Aim of the exercise
Reproduce verbatim everything below from the line containing "Tag verification: monitor bezel." down to the line containing "[548, 46, 606, 89]", including both of those lines.

Data extract
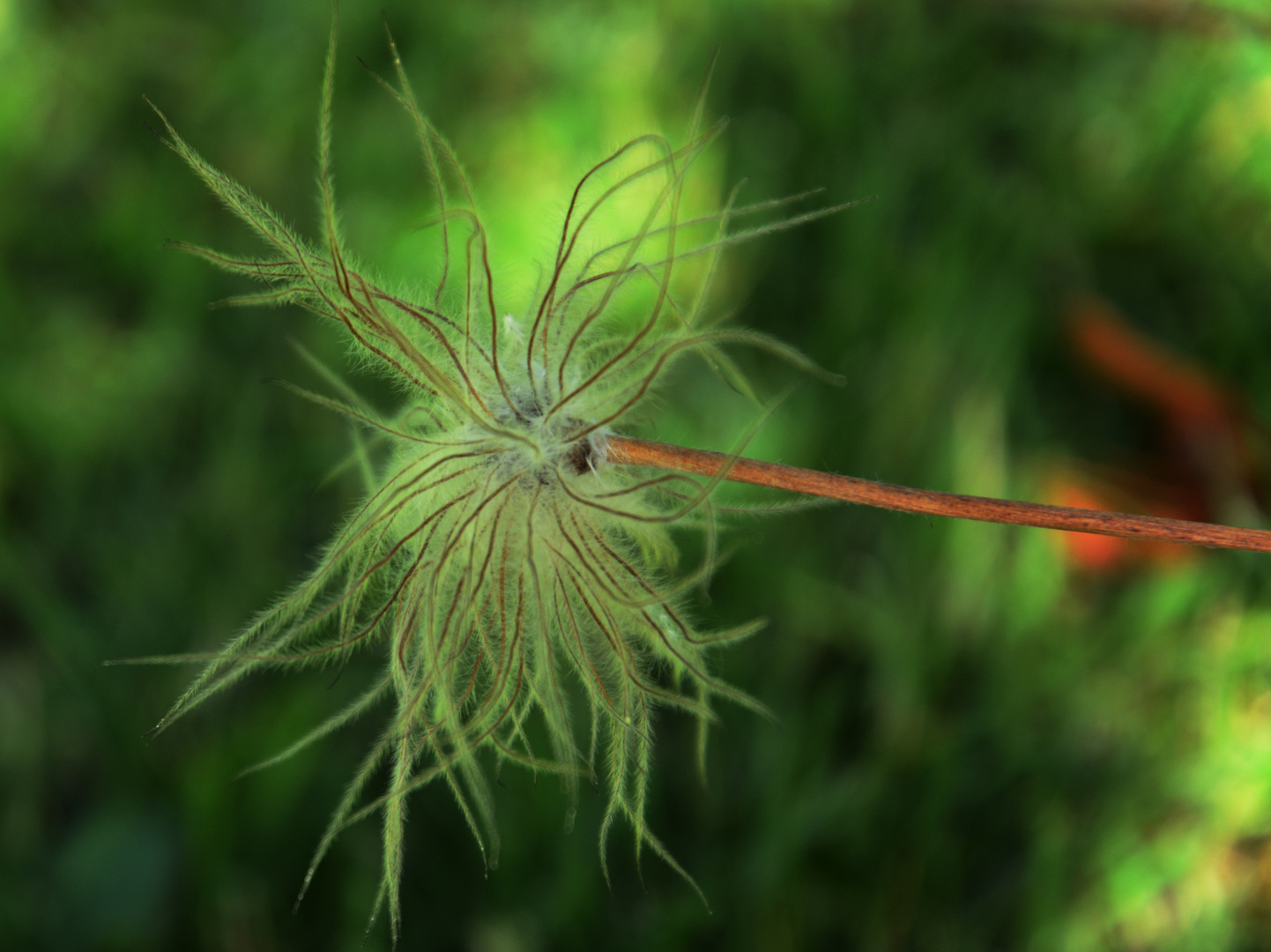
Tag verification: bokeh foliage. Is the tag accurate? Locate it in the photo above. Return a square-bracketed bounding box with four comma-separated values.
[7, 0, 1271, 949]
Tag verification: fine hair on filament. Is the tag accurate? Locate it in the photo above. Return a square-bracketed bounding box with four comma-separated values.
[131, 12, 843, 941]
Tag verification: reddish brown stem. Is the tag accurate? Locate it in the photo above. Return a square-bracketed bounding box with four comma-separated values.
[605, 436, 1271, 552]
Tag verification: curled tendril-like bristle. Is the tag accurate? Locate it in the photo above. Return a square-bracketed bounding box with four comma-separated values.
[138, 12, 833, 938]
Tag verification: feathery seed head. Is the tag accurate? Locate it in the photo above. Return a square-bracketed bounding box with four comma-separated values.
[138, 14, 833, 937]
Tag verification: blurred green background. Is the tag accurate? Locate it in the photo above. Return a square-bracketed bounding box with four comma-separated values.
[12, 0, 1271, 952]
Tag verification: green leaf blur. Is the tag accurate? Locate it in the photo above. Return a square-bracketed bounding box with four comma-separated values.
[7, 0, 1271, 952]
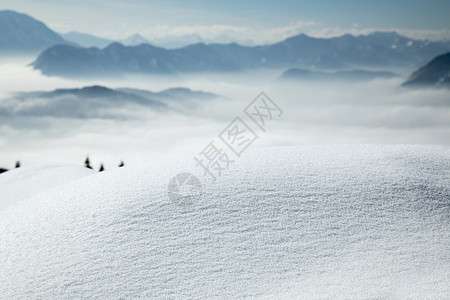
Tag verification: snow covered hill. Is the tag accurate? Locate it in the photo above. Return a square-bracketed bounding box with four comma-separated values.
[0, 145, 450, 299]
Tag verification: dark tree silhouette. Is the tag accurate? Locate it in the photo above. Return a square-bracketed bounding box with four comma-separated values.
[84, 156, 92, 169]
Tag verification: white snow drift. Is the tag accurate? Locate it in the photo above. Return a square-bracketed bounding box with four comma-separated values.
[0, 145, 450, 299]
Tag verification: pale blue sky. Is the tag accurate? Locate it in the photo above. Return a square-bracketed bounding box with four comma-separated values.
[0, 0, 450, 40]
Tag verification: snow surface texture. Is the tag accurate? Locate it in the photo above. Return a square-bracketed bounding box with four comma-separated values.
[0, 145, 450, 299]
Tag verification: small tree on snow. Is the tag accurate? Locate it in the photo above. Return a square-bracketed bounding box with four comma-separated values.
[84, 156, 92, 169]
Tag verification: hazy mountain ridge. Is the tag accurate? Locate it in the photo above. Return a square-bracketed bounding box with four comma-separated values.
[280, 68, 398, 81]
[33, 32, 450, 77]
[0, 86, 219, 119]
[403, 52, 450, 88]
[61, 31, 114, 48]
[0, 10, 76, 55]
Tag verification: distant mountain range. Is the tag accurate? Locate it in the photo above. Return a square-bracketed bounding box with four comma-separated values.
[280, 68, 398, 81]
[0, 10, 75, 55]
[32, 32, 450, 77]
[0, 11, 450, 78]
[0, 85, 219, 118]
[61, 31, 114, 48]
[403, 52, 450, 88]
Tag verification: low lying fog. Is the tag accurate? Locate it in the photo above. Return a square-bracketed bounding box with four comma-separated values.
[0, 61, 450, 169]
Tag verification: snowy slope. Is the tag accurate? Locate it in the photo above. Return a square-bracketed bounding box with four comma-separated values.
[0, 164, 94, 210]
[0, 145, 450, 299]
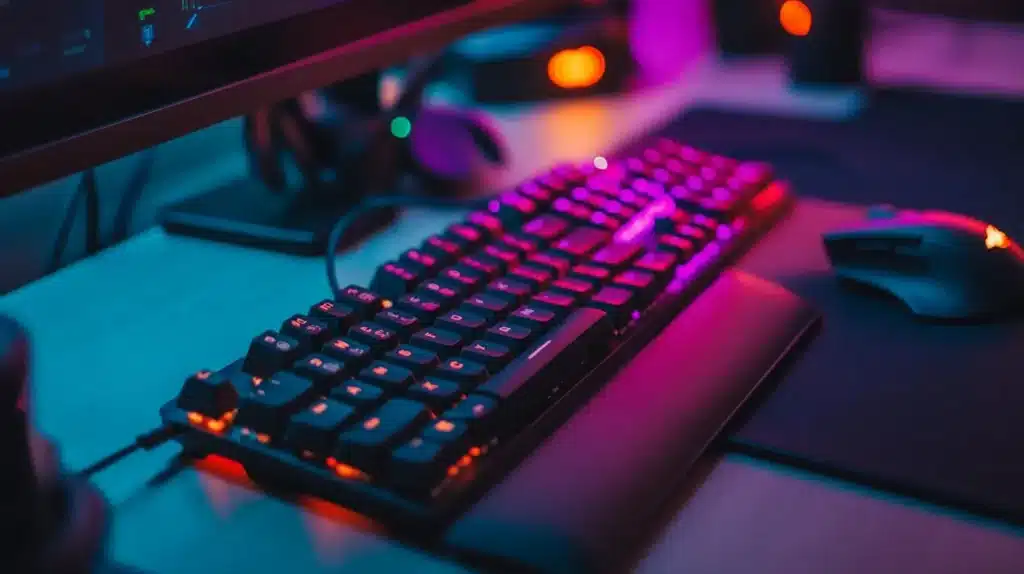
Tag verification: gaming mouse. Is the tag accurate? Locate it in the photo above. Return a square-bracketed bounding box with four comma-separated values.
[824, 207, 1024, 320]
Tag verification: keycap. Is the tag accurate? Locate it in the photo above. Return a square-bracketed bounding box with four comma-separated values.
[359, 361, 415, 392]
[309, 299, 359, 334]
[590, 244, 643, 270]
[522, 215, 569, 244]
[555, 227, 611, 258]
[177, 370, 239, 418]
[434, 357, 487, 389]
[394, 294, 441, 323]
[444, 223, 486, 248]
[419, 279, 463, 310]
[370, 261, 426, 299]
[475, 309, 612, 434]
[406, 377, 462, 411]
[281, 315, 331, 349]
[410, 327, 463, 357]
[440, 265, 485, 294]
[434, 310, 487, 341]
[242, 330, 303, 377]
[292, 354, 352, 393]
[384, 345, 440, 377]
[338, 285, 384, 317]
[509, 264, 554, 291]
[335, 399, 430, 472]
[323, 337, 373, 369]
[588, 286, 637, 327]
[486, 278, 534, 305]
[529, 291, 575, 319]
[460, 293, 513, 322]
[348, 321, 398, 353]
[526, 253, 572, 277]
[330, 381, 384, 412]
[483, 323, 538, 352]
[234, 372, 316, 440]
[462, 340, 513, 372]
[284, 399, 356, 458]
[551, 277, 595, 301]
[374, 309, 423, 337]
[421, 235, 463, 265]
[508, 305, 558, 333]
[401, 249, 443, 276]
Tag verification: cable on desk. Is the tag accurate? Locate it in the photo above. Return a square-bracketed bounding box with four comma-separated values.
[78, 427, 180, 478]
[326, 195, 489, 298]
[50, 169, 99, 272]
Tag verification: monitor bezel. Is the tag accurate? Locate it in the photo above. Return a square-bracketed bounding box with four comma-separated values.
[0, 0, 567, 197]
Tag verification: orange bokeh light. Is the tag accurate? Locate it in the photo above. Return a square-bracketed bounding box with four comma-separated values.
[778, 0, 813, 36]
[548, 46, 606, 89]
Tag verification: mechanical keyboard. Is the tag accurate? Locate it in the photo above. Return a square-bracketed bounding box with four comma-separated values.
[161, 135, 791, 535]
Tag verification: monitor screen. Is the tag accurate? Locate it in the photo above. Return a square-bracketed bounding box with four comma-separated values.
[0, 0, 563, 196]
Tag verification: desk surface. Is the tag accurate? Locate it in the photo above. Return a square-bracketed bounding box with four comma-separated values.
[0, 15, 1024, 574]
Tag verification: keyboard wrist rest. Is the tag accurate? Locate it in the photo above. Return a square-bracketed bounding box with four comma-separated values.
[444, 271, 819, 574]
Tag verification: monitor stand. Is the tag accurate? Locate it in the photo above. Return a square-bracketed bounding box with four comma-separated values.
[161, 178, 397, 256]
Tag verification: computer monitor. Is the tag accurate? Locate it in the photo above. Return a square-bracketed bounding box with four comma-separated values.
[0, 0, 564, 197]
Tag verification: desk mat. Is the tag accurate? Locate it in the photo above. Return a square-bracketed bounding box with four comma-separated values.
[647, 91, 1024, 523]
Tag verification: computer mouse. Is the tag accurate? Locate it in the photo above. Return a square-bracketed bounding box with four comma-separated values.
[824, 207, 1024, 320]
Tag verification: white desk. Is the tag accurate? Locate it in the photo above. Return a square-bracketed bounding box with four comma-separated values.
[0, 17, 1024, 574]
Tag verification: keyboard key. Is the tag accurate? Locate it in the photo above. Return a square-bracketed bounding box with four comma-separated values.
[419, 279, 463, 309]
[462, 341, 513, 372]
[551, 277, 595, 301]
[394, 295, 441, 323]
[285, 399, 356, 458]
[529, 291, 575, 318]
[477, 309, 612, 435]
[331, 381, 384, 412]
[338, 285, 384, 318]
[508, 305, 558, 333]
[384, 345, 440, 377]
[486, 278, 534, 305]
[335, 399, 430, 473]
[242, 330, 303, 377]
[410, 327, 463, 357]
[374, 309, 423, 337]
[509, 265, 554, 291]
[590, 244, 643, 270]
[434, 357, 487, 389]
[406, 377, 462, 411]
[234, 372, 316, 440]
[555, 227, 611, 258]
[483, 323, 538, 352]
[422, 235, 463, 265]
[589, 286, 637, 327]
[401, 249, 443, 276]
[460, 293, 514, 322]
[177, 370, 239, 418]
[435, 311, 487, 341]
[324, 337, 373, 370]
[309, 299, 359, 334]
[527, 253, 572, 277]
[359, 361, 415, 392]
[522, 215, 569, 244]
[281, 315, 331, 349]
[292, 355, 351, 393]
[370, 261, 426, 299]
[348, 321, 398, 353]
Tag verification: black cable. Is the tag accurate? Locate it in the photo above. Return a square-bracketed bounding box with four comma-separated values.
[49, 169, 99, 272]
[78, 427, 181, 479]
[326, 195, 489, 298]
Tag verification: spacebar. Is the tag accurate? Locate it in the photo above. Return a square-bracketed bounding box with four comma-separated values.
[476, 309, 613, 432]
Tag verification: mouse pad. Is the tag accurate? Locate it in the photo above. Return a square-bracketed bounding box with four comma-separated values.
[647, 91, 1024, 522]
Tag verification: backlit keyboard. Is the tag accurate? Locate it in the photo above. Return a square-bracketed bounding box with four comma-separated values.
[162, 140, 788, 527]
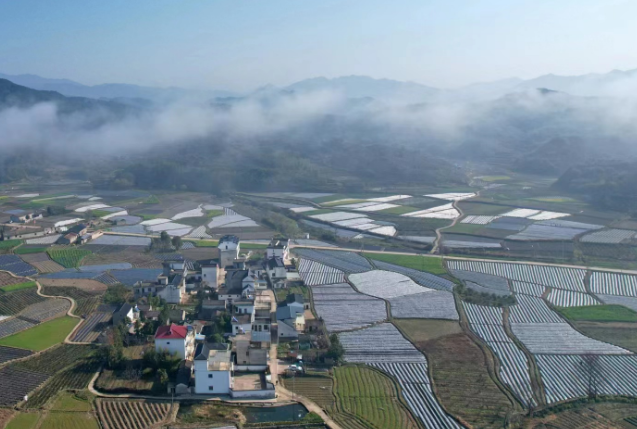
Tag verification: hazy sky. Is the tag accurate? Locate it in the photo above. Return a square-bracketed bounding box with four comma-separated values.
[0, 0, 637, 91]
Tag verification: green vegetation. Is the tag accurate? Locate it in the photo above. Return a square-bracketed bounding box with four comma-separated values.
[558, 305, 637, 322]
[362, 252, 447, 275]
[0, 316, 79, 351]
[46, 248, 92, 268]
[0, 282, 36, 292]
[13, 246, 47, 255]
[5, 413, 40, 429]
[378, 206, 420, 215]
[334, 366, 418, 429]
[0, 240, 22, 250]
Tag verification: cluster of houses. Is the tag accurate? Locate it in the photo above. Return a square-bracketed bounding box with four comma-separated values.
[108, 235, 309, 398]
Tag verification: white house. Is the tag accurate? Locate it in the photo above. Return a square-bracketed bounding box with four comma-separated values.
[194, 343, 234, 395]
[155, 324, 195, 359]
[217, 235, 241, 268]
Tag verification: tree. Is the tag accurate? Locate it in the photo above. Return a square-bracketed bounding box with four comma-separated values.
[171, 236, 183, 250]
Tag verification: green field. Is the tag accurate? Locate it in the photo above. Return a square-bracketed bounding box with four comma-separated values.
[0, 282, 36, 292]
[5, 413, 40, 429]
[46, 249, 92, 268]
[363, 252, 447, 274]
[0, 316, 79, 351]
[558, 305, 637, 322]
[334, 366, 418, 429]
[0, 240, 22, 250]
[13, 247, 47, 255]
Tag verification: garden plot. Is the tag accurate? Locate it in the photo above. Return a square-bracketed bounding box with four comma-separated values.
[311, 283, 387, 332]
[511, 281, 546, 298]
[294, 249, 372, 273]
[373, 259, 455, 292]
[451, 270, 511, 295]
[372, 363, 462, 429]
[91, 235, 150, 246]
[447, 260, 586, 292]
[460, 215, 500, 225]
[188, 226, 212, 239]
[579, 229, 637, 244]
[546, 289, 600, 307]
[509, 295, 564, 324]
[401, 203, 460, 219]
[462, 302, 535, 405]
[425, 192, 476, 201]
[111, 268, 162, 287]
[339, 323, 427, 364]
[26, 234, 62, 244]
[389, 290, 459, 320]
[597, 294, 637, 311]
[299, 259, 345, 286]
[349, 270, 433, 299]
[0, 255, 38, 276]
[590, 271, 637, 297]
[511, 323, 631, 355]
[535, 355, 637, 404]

Result below
Tag verification: monitor bezel. Is the tag accurate? Locate it in the photo above. Return a square-bracketed bounding box with four comma-separated values.
[0, 0, 567, 197]
Tag verification: orange bokeh light. Is the tag accurate? Locate it in the photo above. Return a square-bracketed bounding box with four comma-separated values.
[778, 0, 813, 36]
[548, 46, 606, 89]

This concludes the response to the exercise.